Drawing on the text about Gmina Łapy, explain in one to three sentences how the gmina's 2006 total population of 23,132 is made up.

══ READING TEXT ══

Gmina Łapy is an urban-rural gmina (administrative district) in Białystok County, Podlaskie Voivodeship, in north-eastern Poland. Its seat is the town of Łapy, which lies approximately 25 km south-west of the regional capital Białystok.

The gmina covers an area of 127.57 km2, and as of 2006 its total population is 23,132 (out of which the population of Łapy amounts to 16,583, and the population of the rural part of the gmina is 6,549).

==Villages==
Apart from the town of Łapy, Gmina Łapy contains the villages and settlements of Bokiny, Daniłowo Duże, Daniłowo Małe, Gąsówka-Oleksin, Gąsówka-Osse, Gąsówka-Skwarki, Gąsówka-Somachy, Łapy-Dębowina, Łapy-Kołpaki, Łapy-Korczaki, Łapy-Łynki, Łapy-Pluśniaki, Łapy-Szołajdy, Nowa Łupianka, Płonka Kościelna, Płonka-Kozły, Płonka-Matyski, Płonka-Strumianka, Roszki-Włodki, Roszki-Wodźki, Stara Gąsówka, Stara Łupianka, Uhowo and Wólka Waniewska.

==Neighbouring gminas==
Gmina Łapy is bordered by the gminas of Choroszcz, Poświętne, Sokoły, Suraż and Turośń Kościelna.

═══
══ DATA SUPPLIED ══

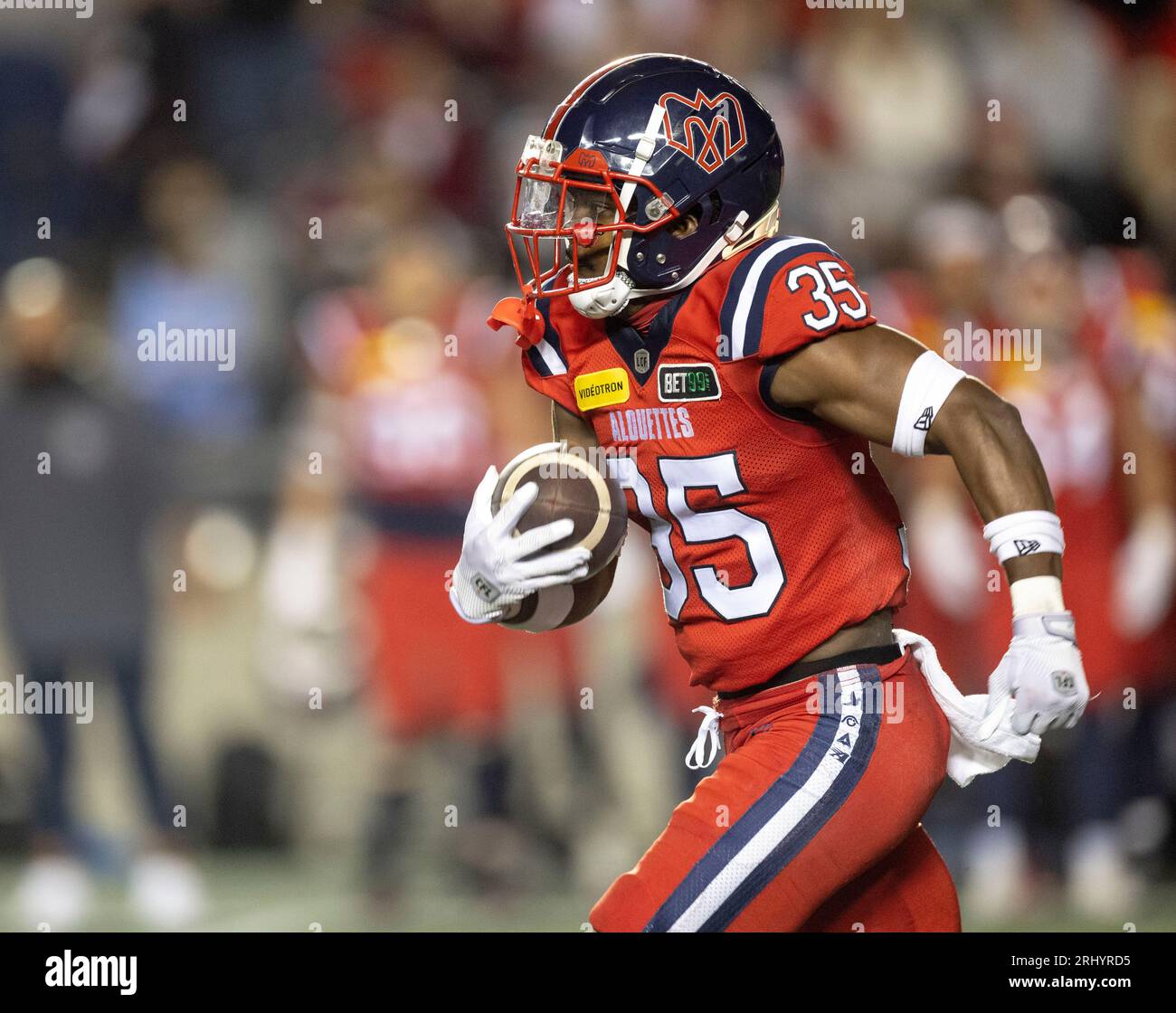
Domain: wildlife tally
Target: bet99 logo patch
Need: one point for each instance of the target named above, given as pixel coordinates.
(688, 382)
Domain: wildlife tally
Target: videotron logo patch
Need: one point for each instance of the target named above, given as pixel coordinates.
(697, 381)
(603, 388)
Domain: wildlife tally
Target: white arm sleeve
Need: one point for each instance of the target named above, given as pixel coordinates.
(928, 384)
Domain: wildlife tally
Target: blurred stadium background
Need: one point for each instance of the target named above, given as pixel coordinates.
(283, 666)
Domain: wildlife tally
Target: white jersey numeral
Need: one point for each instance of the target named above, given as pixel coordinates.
(717, 525)
(824, 282)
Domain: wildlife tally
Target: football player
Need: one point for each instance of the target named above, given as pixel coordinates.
(736, 379)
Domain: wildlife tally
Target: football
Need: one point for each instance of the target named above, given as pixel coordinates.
(569, 486)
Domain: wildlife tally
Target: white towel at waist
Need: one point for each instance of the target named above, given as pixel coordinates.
(972, 753)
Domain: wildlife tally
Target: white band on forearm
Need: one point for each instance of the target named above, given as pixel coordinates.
(552, 608)
(928, 384)
(1024, 534)
(1036, 596)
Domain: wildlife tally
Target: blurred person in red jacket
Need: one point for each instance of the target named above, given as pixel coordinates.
(1085, 315)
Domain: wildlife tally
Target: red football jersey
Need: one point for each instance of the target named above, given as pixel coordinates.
(772, 529)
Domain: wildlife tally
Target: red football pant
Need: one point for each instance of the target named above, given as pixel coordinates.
(810, 821)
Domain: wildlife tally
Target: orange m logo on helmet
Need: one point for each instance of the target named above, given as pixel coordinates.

═══

RESPONSE BOX: The 2006 total of 23,132 combines two parts. The town of Łapy has 16,583 residents, and the rural part of the gmina has 6,549.